======== TEXT BLOCK ========

PRE block child nodes not parsed & DOCTYPE not recognized #78

nonara · 2020-10-26T19:41:32Z

Hi! First, thanks for the great work on this library! This is truly the fastest and best out there.

I needed a lightning fast html-to-markdown library, and everything out there was extremely slow. With the help of node-html-parser, I was able to write something that blazes through it! (I'll be writing a readme soon, but it is a full release)

In the process, I discovered two issues, which I'll detail below.

PRE blocks don't parse children

In pre-formatted elements, contents are always being treated as text, so child-nodes do not get parsed.

This causes an issue for multi-line code blocks. Per spec, a multi-line code block is <code> wrapped in <pre>. (see: https://developer.mozilla.org/en-US/docs/Web/HTML/Element/code#Notes)

The following treats <code ... > as a text node, where spec behaviour is to allow HTML child nodes within pre

<pre>
  <code class='language-javascript'>
    console.log('hello');
  </code>
</pre>

You can see how we workaround this, here: https://github.com/crosstype/node-html-markdown/blob/master/src/config.ts#L79-L89

DOCTYPE is parsed as a text node

<!DOCTYPE ...> nodes are being parsed as text nodes. I think the desired behaviour here would be to simply ignore the node.

======== MATERIAL FOR THIS EXERCISE ========

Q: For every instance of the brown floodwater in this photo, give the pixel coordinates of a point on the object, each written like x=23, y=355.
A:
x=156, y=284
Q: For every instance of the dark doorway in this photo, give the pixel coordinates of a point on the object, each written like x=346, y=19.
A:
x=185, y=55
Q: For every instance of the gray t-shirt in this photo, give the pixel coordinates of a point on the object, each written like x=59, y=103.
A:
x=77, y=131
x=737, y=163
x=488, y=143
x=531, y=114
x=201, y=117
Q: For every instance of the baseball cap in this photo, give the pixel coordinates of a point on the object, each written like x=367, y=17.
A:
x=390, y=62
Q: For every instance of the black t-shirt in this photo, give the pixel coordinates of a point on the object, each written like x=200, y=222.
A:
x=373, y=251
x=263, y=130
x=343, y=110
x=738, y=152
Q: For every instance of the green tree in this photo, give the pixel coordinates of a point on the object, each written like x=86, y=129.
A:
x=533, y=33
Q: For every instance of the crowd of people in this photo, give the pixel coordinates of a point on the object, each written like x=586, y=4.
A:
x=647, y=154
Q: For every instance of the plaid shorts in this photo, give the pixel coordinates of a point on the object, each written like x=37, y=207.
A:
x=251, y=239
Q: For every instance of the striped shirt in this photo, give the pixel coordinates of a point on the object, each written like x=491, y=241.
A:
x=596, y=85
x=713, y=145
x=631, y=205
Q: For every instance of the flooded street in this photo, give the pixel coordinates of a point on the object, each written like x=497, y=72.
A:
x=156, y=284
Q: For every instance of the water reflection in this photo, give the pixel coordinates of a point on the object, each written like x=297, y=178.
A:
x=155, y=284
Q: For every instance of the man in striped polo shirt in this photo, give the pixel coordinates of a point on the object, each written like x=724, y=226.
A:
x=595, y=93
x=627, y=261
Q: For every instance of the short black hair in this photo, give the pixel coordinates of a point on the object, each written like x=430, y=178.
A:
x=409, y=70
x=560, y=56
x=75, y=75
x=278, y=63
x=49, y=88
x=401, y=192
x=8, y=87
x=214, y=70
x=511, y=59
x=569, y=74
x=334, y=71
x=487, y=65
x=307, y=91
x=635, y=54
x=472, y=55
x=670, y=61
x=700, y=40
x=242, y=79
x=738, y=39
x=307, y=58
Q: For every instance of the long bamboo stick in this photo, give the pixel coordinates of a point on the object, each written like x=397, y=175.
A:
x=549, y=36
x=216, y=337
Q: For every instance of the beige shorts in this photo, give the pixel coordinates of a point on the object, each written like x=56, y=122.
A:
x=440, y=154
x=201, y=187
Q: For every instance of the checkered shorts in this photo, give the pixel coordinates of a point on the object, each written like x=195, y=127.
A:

========

YOUR TASKS —
A) In the records, swap "shorts" for "pants" in the lines beginning with the one that contains "Q: For every instance of the long" and running through the end of the records. Return only those lines, with nothing else changed.
B) Write the next part of the bug report on PRE child nodes and DOCTYPE parsing, picking up after its last sentence.
The text and the records are two unrelated pieces of material.

OUTPUTS IN ORDER —
A)
Q: For every instance of the long bamboo stick in this photo, give the pixel coordinates of a point on the object, each written like x=397, y=175.
A:
x=549, y=36
x=216, y=337
Q: For every instance of the beige pants in this photo, give the pixel coordinates of a point on the object, each written like x=56, y=122.
A:
x=440, y=154
x=201, y=187
Q: For every instance of the checkered pants in this photo, give the pixel coordinates of a point on the object, each written like x=195, y=127.
A:

B)
To work around this, we're temporarily replacing them ahead of time. (see: https://github.com/crosstype/node-html-markdown/blob/master/src/main.ts#L40-L42)

Side-note

This and another of my libraries broke after a recent yarn install, due to the fact that the options we passed were no longer valid. We were specifying { pre: true, style: false }

Not a major issue, but if you're following semver, changing public API options is generally considered a breaking change, as it could cause projects which use it as a dependency to fail to compile.

Thanks again for the great work, and I hope you have a good day!

The text was updated successfully, but these errors were encountered:

taoqf · 2020-10-27T05:49:18Z

tag pre was defined as BlockTextElements, I don't know what will happen if I remove it from blocktextelements. maybe it will slow down the speed in most use cases, maybe not. anyway, I have added an option blockTextElements to resolve this and I hope this would not cause much trouble.
1.It will break something if I ignore tag doctype.someone may use this parse a whole page, and convert back to text after they changed something.so I'm sorry I can't add this yet.

nonara · 2020-10-27T19:09:42Z

I have added an option blockTextElements to resolve this and I hope this would not cause much trouble.

That will work. Thanks for such a fast response!

It will break something if I ignore tag doctype. ...

I understand if you don't want to ignore it. That makes sense. I should have probably clarified the problem better.

There are three types of nodes that this parser is creating during parsing.

ELEMENT_NODE
TEXT_NODE
COMMENT_NODE

It turns out that !DOCTYPE isn't any of these. Instead, it's a DOCUMENT_TYPE_NODE (see: https://developer.mozilla.org/en-US/docs/Web/API/Node/nodeType#Constants)

The difficulty here is that this parser is treating DOCTYPE as a TEXT_NODE, which makes it output the entire thing (ie. <!DOCTYPE html>) as text.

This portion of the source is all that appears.